Records for this exercise:
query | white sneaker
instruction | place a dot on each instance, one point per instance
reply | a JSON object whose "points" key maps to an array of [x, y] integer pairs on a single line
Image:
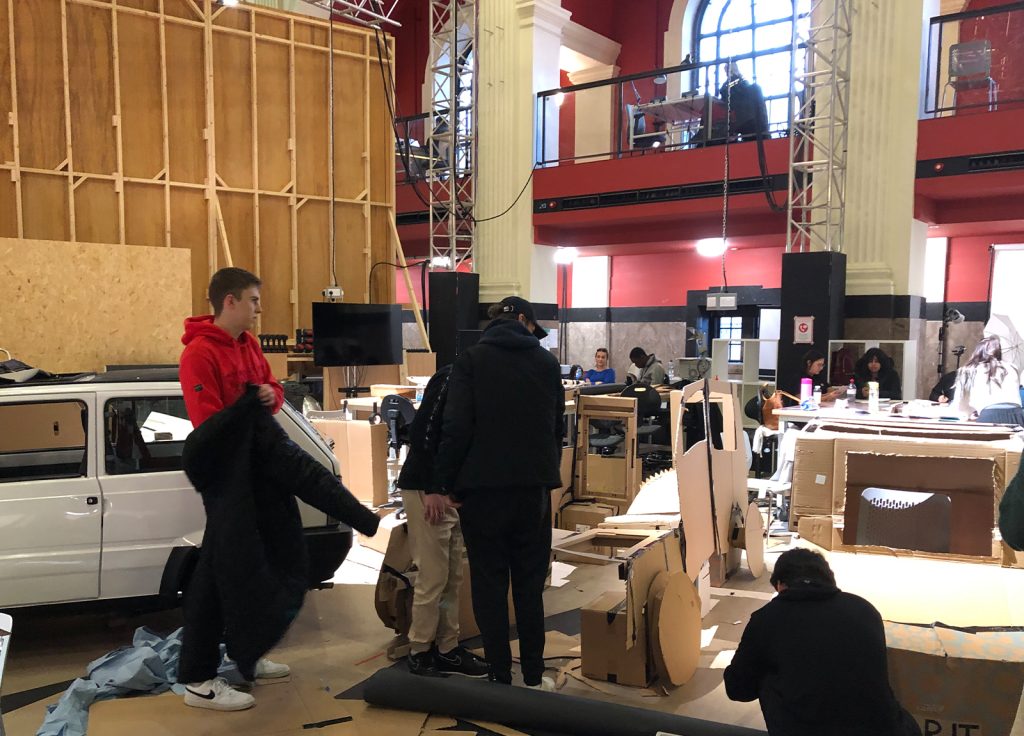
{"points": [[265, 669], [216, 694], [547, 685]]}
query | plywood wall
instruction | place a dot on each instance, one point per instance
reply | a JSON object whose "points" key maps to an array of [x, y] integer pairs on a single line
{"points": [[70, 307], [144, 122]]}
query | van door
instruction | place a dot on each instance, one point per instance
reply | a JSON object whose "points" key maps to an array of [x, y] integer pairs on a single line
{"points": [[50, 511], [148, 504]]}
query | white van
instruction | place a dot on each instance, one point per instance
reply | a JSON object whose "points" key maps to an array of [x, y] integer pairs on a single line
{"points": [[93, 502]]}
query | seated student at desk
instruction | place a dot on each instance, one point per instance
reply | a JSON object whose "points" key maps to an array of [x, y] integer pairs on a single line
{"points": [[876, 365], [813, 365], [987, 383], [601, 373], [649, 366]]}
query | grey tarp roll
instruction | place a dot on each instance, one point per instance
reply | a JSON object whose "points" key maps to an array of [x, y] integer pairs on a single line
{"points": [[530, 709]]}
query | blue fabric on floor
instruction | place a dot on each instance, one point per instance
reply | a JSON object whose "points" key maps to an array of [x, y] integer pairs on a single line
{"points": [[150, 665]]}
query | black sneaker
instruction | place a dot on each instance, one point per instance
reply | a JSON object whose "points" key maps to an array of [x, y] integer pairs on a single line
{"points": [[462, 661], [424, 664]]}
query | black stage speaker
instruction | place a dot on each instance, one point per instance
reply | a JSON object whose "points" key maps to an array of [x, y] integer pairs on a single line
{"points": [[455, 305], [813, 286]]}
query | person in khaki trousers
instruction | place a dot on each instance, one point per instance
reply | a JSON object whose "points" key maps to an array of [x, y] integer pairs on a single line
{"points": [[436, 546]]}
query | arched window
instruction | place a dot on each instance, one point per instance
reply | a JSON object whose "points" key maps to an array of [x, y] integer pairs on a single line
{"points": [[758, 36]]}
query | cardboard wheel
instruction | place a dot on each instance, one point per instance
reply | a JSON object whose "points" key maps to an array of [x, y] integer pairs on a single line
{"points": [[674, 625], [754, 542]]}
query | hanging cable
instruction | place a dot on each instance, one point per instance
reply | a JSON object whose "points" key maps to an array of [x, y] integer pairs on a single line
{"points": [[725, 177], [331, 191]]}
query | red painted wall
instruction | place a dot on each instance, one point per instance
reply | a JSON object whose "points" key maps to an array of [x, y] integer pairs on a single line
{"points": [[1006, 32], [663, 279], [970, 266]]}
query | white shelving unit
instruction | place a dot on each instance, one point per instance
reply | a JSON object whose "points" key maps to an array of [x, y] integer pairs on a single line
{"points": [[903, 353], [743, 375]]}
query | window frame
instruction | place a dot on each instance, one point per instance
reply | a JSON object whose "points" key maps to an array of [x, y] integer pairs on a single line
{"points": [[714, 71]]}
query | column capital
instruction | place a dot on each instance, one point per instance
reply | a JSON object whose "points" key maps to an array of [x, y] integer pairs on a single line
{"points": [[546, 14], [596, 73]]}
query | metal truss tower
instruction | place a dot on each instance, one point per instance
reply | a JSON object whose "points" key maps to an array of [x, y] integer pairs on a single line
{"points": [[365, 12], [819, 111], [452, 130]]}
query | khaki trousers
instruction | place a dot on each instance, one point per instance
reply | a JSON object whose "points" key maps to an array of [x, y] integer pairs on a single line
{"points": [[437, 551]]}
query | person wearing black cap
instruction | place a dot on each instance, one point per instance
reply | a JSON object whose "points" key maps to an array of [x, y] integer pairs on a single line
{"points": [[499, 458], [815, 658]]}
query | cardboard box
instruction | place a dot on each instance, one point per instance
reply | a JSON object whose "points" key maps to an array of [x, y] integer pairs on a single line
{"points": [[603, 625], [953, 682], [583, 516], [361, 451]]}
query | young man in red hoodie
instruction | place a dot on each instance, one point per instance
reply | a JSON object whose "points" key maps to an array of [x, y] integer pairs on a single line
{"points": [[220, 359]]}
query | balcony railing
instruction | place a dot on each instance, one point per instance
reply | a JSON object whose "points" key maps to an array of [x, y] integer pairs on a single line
* * *
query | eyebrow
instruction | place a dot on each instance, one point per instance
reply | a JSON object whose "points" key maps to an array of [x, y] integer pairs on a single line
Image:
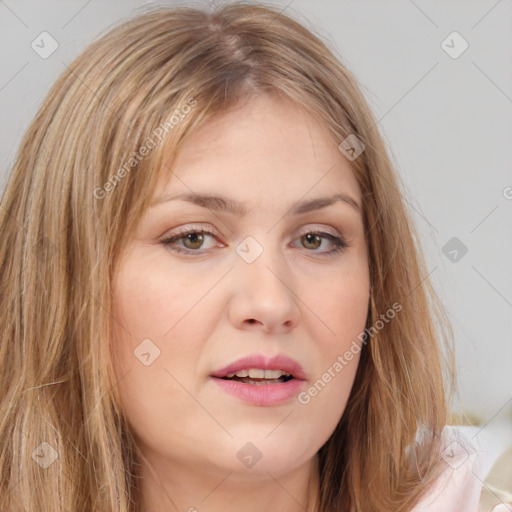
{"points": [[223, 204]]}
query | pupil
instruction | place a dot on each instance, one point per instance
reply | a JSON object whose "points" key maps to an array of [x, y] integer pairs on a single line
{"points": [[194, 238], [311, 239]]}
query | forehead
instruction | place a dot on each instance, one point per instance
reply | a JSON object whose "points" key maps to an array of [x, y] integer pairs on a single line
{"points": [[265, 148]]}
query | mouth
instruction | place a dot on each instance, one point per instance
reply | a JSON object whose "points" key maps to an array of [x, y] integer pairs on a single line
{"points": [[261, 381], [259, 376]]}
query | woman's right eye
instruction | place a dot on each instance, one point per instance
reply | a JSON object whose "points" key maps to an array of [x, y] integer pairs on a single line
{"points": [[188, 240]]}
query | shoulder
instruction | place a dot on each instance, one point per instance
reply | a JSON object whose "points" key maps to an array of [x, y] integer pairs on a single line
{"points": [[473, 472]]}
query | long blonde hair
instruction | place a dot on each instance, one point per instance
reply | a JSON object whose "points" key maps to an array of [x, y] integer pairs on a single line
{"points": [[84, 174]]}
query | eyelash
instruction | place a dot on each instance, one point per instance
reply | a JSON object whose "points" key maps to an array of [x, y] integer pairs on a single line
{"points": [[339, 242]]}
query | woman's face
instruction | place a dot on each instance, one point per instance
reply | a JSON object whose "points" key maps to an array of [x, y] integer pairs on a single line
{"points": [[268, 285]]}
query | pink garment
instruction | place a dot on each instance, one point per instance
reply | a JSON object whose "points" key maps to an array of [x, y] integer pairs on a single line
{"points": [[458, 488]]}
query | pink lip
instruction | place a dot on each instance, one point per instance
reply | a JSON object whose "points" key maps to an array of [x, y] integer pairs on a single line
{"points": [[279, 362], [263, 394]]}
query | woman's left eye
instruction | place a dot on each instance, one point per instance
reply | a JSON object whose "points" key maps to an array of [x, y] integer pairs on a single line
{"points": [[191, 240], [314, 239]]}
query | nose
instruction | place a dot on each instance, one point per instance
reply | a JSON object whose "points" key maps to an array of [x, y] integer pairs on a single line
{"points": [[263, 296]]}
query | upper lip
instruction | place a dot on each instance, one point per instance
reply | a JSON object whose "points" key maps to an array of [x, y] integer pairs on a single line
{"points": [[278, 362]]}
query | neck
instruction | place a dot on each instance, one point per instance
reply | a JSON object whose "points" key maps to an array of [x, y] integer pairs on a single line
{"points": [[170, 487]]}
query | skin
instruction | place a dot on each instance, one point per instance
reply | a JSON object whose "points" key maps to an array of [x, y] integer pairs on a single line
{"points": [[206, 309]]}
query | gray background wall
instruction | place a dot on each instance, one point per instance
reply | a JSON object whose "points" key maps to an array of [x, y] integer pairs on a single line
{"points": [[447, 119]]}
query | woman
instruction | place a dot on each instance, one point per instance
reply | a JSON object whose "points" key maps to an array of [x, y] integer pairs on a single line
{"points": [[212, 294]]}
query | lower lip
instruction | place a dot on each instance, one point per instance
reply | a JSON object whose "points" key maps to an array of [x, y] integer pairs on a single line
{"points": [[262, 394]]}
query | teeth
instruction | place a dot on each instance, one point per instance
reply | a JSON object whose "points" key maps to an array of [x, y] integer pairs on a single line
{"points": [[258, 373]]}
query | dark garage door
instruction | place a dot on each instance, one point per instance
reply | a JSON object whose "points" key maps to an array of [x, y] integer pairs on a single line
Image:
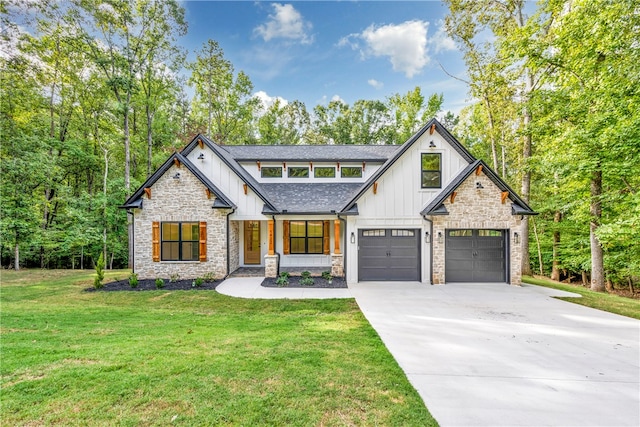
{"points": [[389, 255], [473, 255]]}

Task objective:
A single number is required: the count of lines in the material above that contain the word "khaki".

Output of the exercise:
2